Identify, in the records below, every line where the string "beam" appears, and copy each such line.

--- START ---

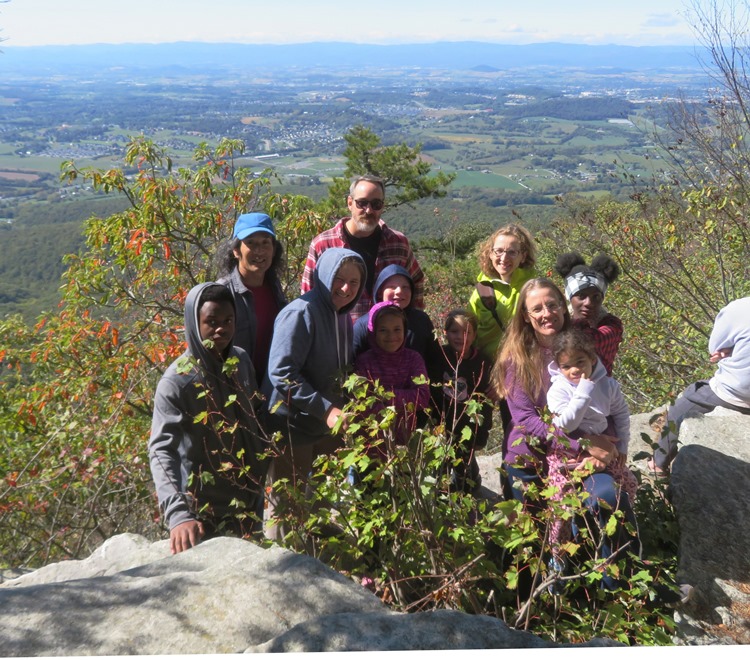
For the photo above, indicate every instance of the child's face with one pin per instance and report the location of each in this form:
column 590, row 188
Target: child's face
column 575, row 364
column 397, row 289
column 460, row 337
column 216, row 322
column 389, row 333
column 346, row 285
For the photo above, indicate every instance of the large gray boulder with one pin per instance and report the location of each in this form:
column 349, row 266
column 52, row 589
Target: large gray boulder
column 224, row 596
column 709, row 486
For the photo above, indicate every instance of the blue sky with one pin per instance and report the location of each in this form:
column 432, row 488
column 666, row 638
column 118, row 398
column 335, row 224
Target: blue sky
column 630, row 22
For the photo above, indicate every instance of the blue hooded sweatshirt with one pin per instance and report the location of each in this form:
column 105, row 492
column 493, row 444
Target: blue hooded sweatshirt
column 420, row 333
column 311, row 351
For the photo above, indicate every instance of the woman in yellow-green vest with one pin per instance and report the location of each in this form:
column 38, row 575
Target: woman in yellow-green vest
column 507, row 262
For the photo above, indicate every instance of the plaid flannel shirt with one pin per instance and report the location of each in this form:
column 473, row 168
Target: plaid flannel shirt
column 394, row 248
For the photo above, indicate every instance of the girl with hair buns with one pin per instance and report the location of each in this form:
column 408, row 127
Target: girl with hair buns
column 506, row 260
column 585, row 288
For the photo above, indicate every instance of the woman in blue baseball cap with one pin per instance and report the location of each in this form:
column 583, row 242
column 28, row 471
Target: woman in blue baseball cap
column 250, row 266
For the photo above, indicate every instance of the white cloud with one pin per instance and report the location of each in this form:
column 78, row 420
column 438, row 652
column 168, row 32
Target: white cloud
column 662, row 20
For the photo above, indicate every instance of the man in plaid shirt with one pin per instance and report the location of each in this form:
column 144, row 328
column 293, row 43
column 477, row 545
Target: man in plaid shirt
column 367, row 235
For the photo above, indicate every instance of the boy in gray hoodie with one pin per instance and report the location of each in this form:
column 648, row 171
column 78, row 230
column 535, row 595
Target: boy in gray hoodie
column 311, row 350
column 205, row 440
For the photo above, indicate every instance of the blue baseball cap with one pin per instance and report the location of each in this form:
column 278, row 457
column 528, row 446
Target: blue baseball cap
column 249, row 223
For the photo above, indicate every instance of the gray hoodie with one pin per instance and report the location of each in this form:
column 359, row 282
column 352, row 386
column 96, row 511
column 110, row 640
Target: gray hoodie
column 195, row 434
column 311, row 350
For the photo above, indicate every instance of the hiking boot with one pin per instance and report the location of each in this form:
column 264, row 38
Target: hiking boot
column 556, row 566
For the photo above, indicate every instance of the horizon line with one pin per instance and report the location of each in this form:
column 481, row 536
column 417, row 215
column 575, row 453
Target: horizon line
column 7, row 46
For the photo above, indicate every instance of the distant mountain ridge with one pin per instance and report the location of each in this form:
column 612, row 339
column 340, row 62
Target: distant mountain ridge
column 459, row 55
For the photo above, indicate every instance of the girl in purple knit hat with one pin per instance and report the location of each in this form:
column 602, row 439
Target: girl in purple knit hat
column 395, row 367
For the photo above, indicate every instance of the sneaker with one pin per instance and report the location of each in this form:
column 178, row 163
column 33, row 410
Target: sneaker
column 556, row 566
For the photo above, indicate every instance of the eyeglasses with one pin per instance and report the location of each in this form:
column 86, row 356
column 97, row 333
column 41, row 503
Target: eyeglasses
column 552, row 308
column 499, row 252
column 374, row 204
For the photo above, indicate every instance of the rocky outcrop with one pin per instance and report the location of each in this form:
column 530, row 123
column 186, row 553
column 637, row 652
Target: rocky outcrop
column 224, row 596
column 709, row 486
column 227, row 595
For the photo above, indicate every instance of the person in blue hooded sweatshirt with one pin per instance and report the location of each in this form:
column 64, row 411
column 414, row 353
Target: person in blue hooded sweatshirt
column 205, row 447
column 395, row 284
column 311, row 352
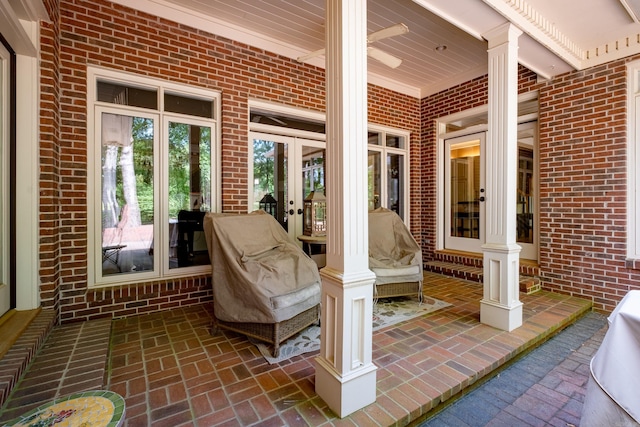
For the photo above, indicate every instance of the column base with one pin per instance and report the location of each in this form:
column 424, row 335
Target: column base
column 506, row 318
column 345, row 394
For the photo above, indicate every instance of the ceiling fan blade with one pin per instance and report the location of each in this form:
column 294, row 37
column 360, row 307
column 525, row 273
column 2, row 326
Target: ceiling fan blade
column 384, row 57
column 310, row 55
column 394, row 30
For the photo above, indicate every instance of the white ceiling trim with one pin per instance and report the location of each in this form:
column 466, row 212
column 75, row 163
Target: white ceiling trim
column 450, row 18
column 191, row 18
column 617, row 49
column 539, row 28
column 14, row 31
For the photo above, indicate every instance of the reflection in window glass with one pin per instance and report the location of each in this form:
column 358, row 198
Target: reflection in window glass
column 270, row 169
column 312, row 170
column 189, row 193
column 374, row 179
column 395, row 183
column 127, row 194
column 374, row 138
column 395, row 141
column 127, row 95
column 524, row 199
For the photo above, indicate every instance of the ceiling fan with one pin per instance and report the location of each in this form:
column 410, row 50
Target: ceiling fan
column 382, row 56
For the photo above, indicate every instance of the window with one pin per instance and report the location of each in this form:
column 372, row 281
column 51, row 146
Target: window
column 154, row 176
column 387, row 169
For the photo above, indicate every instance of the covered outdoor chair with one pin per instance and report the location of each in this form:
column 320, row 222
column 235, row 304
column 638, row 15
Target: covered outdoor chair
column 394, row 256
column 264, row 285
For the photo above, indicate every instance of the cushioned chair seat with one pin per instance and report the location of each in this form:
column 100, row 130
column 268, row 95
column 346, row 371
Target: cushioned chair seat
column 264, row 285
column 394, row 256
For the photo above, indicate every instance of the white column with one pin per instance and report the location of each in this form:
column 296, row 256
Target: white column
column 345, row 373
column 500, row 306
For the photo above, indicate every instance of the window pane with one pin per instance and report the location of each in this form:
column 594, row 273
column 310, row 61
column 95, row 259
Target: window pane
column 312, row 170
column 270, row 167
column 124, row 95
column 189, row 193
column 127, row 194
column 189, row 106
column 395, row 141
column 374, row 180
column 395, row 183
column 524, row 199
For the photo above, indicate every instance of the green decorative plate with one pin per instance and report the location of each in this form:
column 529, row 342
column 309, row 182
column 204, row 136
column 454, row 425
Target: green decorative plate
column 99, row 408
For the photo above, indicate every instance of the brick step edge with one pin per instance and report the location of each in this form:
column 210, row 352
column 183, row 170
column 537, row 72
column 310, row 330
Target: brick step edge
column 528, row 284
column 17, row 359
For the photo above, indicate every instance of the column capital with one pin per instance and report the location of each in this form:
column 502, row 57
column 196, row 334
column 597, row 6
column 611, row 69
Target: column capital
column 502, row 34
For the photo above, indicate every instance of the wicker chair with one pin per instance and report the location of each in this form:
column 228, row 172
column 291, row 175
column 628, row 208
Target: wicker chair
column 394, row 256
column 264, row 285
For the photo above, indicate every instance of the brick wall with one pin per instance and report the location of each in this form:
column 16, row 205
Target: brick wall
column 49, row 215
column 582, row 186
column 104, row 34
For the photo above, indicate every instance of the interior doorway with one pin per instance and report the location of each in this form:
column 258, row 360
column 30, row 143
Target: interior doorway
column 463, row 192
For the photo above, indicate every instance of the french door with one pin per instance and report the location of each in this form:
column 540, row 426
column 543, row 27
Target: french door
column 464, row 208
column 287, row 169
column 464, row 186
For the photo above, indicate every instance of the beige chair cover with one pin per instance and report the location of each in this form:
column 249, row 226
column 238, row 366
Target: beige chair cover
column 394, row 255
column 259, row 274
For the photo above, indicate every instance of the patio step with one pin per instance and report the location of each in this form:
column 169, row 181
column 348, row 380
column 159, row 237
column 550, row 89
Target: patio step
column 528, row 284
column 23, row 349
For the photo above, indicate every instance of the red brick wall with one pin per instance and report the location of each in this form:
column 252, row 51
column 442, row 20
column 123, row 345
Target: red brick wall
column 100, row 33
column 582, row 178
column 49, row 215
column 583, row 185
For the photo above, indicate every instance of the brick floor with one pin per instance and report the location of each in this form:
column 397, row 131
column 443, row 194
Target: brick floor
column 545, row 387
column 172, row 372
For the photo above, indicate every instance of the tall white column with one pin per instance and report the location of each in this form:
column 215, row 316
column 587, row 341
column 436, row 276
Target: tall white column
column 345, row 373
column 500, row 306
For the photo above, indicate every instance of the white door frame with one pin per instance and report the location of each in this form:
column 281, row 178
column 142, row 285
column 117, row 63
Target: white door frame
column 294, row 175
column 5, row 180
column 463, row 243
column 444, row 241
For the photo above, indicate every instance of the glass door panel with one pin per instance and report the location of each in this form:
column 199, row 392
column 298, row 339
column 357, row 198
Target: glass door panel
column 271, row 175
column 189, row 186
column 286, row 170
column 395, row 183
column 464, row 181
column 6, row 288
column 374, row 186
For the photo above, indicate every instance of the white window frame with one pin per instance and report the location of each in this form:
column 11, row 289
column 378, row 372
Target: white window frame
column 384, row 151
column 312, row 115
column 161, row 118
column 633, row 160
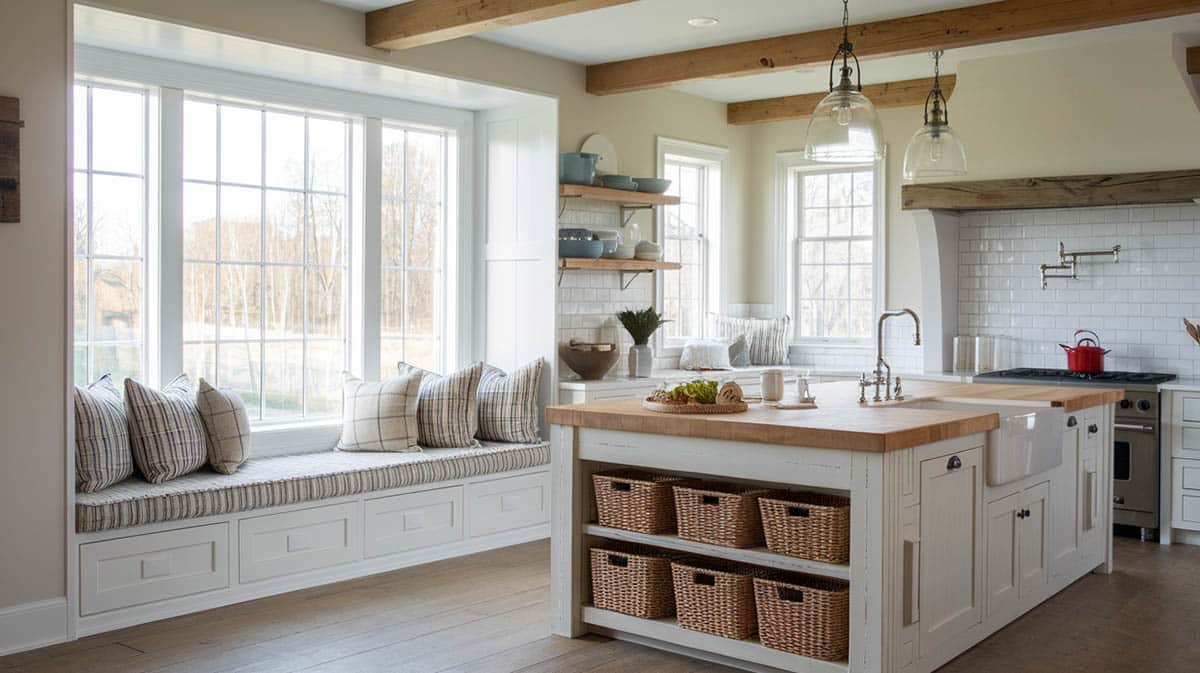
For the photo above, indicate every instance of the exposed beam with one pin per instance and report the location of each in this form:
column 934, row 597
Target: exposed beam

--- END ---

• **OUTPUT BELOW**:
For the photo above, indicate every instance of the exposed beam with one pin per instance and report the location of each in this form:
Target: exposed beam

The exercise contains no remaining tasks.